TEXT:
I reccomend you do not try resizing partitons withou a full validated backup. It might not work.

Not all file systems can be resized either.

I know a little about the Scots. Put my location in Google, if you don't know where it is.

----------

## Havin_it

Valid suggestions, but I tend against partitioning any more extensively than I can avoid.  I prefer keeping my options open, so more parts of the filesystem can grow/shrink as needed.  I only really have multiple partitions at all because I'm dual-booting with Windows.  My full map is like this (in actual order on disk):

hda2 : /boot (Ext2, 55MB)

hda1 : /win_c (NTFS, ~14GB)

hda3 : / (Ext3, ~10GB)

hda5 : SWAP, 768MB

hda6 : /win_d (FAT32, ~4GB)

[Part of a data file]
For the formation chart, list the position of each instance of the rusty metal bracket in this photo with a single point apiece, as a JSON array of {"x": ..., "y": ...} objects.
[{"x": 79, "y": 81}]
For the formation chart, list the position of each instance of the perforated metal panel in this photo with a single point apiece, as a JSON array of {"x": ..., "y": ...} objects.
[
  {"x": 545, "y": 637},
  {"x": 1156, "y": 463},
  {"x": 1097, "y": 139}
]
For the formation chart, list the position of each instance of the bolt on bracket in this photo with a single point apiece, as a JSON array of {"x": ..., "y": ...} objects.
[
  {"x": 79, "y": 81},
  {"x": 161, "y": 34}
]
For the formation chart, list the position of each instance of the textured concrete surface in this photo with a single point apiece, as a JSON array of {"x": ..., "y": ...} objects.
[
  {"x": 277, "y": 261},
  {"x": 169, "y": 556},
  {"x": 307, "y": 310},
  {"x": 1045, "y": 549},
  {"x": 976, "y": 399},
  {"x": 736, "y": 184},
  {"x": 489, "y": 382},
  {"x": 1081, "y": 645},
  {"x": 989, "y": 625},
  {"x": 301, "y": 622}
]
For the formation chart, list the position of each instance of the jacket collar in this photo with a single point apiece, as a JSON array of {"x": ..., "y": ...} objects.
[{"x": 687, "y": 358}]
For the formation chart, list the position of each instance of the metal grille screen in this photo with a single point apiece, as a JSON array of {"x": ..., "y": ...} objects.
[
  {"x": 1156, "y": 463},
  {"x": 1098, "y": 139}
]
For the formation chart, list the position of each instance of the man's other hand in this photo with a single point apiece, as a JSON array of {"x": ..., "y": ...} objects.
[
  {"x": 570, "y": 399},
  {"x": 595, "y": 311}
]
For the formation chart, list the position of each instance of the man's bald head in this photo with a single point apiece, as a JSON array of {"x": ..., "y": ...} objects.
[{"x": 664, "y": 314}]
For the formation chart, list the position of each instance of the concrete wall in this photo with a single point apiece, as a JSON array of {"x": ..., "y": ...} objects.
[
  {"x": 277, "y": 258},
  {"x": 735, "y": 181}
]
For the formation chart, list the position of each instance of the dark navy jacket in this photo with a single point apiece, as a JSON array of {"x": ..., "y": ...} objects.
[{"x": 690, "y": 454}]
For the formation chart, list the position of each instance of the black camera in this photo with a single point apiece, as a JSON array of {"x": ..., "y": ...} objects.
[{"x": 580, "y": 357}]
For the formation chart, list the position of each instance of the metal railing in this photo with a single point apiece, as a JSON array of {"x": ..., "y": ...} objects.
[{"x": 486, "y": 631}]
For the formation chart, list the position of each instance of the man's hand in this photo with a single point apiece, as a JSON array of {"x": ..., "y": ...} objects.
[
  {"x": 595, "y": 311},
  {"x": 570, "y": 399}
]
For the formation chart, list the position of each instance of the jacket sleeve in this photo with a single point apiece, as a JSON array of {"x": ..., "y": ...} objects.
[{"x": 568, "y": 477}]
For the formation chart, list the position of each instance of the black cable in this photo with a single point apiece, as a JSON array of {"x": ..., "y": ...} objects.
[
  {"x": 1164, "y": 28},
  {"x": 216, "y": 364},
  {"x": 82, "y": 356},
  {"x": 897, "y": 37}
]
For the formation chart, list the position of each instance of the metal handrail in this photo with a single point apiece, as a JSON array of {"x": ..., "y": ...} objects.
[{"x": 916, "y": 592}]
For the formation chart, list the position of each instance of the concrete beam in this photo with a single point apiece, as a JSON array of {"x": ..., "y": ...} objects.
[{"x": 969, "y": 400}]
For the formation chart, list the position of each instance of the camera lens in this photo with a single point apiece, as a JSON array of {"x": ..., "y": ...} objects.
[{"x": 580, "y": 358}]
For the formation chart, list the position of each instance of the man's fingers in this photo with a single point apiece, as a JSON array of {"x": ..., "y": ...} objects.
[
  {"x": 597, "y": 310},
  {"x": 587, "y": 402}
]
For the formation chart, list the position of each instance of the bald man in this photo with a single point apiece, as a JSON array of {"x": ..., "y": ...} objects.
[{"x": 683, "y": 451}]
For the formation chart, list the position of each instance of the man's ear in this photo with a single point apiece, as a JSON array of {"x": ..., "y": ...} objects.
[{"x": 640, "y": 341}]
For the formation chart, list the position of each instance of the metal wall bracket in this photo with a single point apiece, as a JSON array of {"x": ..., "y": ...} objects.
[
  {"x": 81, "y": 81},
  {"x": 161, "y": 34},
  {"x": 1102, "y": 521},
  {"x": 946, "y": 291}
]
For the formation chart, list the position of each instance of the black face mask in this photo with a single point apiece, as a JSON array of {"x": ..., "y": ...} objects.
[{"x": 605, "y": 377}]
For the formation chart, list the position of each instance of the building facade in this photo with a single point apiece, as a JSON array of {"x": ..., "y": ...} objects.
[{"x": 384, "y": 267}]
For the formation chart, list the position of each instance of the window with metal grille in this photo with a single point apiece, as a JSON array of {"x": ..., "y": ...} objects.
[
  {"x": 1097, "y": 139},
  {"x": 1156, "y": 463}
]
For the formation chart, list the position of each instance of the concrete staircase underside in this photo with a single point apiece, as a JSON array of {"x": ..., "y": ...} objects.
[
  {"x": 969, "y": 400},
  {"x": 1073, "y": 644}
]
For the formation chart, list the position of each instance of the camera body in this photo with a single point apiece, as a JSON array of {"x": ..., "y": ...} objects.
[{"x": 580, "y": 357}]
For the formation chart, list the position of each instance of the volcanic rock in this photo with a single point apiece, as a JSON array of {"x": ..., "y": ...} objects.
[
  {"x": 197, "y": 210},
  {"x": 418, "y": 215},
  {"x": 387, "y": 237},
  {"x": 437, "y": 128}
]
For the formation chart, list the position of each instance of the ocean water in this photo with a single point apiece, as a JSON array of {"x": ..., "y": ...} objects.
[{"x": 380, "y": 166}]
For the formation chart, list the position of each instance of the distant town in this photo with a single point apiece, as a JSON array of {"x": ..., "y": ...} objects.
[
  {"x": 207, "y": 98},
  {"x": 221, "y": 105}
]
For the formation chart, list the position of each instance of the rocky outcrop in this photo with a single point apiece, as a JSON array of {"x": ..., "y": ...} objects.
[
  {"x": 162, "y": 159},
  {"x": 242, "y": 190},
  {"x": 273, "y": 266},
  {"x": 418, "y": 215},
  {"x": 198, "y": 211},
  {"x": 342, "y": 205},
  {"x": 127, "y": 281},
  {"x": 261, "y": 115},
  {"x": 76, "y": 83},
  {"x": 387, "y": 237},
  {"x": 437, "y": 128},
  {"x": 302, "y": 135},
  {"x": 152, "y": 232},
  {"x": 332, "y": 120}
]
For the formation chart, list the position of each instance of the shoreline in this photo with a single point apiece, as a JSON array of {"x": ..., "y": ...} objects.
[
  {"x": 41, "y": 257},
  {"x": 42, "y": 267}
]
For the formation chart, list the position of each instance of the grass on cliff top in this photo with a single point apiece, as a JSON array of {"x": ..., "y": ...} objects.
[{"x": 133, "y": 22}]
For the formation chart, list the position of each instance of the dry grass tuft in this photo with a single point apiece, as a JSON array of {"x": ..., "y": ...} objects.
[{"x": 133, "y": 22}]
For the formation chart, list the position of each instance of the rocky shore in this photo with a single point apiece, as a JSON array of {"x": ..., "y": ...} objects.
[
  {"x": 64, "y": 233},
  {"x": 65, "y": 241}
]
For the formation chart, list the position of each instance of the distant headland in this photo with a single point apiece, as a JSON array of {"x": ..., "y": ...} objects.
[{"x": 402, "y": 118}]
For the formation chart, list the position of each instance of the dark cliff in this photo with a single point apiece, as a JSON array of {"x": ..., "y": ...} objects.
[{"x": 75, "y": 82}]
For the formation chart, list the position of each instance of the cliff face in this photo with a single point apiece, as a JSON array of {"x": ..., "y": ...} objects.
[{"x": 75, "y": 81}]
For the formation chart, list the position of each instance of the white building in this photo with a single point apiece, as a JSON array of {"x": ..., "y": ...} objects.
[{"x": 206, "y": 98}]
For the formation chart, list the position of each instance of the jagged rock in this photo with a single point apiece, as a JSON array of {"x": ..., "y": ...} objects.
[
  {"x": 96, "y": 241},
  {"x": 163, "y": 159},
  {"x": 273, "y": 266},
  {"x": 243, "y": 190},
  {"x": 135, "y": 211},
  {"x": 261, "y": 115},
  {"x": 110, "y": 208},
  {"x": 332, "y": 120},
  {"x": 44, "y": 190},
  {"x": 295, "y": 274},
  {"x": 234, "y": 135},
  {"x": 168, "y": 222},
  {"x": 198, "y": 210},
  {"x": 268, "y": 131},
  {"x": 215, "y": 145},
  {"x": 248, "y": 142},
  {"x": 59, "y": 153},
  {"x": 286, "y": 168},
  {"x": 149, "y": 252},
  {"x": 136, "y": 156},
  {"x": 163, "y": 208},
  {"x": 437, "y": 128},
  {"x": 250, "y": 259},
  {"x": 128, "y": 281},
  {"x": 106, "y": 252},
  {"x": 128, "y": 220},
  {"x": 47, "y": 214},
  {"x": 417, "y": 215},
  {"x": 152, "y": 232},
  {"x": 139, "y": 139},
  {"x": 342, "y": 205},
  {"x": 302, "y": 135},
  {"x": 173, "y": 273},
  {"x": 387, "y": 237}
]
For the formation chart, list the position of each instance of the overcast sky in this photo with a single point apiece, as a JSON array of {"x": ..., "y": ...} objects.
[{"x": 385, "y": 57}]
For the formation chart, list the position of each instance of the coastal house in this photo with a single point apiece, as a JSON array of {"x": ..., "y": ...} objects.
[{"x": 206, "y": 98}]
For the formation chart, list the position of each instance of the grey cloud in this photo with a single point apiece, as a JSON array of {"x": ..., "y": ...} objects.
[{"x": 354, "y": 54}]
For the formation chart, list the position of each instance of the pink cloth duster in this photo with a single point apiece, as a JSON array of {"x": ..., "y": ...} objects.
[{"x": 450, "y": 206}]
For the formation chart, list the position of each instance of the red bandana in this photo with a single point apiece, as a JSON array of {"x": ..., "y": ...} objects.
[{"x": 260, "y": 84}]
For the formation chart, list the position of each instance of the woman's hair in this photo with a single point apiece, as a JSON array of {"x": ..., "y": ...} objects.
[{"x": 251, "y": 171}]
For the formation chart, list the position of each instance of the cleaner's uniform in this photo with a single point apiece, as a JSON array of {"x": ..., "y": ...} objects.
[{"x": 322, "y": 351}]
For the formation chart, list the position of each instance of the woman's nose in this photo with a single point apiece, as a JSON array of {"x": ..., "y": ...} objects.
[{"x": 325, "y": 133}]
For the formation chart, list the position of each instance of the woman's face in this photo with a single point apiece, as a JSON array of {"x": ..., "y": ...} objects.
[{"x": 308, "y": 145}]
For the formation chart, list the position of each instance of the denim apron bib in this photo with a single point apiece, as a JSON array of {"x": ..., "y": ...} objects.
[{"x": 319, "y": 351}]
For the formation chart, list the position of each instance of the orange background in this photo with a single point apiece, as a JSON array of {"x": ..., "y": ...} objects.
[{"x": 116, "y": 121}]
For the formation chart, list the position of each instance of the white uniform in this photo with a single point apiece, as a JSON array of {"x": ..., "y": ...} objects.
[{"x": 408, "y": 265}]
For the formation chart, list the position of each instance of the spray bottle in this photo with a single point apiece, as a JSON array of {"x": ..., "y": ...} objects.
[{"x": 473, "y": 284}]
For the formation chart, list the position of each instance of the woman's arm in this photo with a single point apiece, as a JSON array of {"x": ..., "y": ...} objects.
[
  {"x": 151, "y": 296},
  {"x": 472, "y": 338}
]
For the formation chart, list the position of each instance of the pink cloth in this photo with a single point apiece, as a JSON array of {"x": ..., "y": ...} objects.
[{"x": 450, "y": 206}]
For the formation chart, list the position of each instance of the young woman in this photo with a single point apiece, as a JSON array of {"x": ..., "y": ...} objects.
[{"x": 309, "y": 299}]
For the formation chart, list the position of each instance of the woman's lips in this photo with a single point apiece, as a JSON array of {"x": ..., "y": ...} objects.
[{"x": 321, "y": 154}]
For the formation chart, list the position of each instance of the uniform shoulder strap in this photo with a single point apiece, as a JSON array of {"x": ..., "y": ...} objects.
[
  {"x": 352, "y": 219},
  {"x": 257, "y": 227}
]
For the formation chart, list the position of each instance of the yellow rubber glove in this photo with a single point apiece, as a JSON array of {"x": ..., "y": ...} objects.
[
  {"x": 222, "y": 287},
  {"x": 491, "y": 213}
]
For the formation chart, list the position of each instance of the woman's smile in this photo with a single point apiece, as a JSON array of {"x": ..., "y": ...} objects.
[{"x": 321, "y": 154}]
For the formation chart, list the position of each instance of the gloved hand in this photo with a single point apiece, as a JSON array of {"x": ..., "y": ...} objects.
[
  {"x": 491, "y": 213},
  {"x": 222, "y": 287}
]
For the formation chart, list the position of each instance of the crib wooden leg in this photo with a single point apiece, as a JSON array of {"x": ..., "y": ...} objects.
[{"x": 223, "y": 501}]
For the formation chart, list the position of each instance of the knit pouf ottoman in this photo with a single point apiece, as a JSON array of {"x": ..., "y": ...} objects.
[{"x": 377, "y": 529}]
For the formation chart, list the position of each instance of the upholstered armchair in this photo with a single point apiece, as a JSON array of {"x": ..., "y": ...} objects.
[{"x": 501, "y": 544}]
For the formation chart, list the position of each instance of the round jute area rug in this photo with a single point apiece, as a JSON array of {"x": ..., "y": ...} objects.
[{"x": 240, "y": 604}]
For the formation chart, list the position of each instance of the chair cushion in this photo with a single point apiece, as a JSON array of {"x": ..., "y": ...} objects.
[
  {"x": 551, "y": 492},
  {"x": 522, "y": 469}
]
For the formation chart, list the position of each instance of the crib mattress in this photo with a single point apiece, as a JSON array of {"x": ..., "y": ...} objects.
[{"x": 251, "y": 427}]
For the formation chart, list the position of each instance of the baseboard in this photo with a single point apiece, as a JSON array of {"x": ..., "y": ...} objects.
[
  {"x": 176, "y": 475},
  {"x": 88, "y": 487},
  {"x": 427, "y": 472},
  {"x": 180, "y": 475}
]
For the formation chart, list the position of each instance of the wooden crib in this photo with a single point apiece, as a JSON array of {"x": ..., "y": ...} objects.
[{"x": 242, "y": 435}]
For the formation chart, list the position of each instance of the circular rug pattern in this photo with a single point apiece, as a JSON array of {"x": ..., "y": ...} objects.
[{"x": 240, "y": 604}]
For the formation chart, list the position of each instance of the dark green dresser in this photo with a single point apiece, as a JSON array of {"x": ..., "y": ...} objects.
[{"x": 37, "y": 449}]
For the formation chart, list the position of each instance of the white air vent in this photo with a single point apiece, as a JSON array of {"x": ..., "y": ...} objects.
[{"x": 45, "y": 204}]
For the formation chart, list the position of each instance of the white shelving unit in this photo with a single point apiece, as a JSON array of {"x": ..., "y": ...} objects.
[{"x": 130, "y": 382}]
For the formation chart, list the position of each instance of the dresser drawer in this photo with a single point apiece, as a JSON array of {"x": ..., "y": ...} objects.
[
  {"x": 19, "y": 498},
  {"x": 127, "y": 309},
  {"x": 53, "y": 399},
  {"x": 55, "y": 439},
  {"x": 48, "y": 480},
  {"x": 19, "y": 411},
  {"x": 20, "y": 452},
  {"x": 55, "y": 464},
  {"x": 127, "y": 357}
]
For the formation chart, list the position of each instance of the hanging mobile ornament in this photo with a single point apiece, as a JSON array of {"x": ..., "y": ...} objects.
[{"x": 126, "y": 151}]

WHAT TO PRODUCE: Reproduce the partitioning thread word for word from "I know a little" to "hda2 : /boot (Ext2, 55MB)". The data stands apart from the partitioning thread.

EXERCISE OUTPUT:
I know a little about the Scots. Put my location in Google, if you don't know where it is.

----------

## Havin_it

Valid suggestions, but I tend against partitioning any more extensively than I can avoid.  I prefer keeping my options open, so more parts of the filesystem can grow/shrink as needed.  I only really have multiple partitions at all because I'm dual-booting with Windows.  My full map is like this (in actual order on disk):

hda2 : /boot (Ext2, 55MB)